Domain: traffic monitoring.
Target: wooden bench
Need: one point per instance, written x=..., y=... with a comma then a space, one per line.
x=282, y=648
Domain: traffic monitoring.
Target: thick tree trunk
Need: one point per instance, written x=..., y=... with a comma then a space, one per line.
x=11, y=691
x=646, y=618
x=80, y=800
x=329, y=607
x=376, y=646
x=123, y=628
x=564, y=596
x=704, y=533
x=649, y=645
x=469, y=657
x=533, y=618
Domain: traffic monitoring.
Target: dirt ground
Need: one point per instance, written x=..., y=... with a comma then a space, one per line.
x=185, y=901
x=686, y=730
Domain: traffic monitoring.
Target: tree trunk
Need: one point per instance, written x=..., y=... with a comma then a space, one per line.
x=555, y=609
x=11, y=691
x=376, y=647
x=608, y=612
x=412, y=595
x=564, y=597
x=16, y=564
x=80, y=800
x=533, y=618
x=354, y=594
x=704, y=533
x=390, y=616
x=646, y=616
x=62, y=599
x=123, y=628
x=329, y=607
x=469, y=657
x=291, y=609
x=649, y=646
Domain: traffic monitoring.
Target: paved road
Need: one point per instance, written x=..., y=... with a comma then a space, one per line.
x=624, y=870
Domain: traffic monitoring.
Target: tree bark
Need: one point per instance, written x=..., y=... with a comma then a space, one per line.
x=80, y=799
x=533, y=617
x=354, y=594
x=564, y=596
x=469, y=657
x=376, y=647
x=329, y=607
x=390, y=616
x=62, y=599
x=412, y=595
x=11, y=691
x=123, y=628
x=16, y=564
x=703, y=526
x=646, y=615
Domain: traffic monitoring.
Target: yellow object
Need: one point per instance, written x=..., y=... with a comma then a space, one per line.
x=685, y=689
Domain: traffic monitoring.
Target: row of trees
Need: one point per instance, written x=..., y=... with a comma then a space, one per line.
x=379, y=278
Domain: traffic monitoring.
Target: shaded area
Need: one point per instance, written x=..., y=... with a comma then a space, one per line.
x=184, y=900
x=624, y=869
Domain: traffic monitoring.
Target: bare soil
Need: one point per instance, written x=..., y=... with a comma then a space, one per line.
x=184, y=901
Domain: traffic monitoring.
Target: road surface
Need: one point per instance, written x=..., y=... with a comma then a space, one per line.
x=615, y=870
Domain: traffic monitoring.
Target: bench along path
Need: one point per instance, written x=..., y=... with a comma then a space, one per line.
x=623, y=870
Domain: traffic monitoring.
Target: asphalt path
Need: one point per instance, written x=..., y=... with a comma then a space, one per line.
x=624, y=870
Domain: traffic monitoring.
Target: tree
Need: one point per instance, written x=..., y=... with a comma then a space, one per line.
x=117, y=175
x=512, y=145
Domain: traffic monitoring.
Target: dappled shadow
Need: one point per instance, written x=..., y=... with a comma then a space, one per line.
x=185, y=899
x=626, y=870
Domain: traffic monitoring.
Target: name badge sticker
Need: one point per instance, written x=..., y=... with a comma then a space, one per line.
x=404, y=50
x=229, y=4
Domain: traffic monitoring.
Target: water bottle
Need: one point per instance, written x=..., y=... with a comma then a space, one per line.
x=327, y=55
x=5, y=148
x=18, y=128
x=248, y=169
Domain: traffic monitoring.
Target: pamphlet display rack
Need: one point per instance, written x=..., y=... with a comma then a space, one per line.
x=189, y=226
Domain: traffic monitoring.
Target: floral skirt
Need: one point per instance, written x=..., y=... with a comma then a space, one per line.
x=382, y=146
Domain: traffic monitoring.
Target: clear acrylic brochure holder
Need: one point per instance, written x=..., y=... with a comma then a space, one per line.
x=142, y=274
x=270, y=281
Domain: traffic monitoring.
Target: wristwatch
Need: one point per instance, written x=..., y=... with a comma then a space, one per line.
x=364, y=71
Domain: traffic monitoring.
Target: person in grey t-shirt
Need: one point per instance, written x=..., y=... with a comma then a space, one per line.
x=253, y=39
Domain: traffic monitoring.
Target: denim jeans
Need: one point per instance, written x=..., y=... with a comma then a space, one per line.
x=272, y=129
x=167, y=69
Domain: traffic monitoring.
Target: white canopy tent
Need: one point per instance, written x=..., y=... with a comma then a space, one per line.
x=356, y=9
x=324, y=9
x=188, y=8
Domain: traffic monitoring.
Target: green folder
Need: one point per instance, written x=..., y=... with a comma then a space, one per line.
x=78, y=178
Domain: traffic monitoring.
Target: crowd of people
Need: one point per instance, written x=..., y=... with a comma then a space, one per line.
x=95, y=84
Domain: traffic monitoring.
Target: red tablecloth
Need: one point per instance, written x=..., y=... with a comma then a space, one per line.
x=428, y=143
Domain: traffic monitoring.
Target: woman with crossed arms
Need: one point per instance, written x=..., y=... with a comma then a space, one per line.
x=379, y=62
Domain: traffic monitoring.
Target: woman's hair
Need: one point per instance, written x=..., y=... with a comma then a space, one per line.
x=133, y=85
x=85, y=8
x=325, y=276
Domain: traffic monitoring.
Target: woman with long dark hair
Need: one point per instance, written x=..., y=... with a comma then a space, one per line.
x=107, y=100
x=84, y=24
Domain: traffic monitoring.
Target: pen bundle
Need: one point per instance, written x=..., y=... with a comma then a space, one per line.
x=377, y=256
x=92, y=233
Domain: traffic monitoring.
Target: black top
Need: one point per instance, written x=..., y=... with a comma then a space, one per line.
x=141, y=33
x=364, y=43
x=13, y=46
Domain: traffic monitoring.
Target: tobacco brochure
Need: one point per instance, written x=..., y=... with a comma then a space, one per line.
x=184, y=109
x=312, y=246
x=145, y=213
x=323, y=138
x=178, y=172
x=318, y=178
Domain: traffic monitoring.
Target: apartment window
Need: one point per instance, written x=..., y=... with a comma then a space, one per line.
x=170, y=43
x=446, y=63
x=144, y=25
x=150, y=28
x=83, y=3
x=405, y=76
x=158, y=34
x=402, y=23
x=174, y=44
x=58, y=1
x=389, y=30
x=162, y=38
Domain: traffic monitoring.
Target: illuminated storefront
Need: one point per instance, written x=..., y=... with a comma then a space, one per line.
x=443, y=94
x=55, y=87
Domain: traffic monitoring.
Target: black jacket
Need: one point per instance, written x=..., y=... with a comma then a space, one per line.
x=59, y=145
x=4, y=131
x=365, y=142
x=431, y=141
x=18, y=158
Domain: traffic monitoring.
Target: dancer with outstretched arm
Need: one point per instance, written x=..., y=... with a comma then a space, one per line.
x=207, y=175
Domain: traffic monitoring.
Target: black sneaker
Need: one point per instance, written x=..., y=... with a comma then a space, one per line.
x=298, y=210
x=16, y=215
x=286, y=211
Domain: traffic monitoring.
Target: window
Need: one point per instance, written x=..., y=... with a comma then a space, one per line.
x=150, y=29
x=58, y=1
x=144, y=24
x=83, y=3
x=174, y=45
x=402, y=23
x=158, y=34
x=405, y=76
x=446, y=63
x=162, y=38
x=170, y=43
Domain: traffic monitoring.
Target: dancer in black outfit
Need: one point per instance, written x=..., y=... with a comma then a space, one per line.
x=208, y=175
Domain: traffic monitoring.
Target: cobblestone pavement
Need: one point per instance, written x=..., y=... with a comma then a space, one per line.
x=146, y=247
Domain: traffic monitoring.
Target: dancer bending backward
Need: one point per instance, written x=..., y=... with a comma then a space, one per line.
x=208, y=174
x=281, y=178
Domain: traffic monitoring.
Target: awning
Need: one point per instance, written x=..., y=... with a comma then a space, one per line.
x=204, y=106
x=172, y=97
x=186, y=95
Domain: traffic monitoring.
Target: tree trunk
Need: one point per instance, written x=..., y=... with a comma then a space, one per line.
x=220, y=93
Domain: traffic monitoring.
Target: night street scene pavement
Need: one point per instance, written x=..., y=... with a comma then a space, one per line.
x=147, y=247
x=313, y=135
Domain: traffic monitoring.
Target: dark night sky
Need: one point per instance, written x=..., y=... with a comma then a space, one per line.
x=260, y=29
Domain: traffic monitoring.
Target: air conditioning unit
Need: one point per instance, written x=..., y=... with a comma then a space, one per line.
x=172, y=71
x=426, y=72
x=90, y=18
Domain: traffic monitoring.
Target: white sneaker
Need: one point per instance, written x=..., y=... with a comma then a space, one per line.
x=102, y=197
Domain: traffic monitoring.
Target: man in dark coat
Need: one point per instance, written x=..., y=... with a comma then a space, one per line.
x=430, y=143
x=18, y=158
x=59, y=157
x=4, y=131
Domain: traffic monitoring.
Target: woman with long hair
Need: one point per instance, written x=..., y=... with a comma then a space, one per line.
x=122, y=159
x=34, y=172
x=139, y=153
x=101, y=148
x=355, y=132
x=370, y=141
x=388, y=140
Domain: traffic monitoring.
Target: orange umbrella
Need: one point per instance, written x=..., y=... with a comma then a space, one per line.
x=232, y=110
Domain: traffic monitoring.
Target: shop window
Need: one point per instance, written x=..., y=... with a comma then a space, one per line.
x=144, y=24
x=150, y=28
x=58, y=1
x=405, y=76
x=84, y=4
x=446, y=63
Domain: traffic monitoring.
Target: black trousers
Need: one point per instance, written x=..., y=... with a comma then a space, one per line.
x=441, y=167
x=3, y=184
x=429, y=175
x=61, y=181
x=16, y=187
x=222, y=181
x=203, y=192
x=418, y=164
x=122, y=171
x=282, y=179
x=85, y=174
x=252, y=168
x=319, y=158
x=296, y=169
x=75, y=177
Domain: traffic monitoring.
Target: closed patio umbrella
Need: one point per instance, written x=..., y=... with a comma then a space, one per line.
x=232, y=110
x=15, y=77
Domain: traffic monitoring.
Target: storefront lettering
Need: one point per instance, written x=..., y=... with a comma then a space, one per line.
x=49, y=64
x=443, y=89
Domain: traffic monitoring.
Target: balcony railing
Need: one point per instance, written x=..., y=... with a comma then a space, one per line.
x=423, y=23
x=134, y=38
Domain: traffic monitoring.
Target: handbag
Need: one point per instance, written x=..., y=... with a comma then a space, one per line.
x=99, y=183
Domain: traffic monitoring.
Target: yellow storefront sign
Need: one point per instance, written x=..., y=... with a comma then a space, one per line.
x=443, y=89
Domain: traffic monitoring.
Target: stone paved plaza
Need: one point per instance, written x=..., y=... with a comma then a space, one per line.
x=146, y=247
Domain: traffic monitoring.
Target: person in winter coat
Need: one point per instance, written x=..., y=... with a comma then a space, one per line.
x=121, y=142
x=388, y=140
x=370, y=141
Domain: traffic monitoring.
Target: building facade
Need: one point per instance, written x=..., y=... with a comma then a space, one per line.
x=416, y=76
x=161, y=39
········
Shift every x and y coordinate up by 54, and reproduce all the other lines unchanged, from the first line of the entries above through the line with "x=646, y=615".

### [EXERCISE OUTPUT]
Domain: traffic monitoring.
Target: wooden bench
Need: one point per instance, written x=..., y=... with a comma then a space, one per line.
x=336, y=702
Domain: traffic monitoring.
Target: thick tree trunk
Need: one point per instance, written x=..., y=... with a comma then a space, one per line.
x=65, y=745
x=700, y=672
x=134, y=854
x=383, y=661
x=430, y=700
x=177, y=682
x=618, y=650
x=758, y=587
x=703, y=699
x=523, y=711
x=587, y=672
Domain: traffic monitoring.
Target: dirt ground
Need: one point per instance, written x=..., y=... with a comma then a space, one per line.
x=239, y=955
x=740, y=784
Domain: traffic monitoring.
Target: tree trunk
Need: one point per instance, written x=..., y=... with a comma then a space, one per line.
x=609, y=663
x=65, y=745
x=430, y=701
x=662, y=666
x=466, y=649
x=618, y=651
x=70, y=618
x=134, y=854
x=587, y=672
x=408, y=648
x=758, y=587
x=444, y=670
x=700, y=670
x=116, y=653
x=177, y=682
x=383, y=661
x=523, y=711
x=345, y=663
x=703, y=700
Domain: traffic monitoring.
Target: paved road
Need: one point per instance, written x=..., y=... with a comma then a space, one per line.
x=678, y=924
Domain: traffic monitoring.
Target: tree bark
Need: one point per instance, written x=..., y=... with a comma then a space, one per line.
x=134, y=853
x=587, y=671
x=408, y=648
x=618, y=650
x=523, y=711
x=430, y=701
x=383, y=661
x=444, y=670
x=116, y=653
x=466, y=649
x=65, y=745
x=177, y=682
x=70, y=618
x=757, y=580
x=700, y=669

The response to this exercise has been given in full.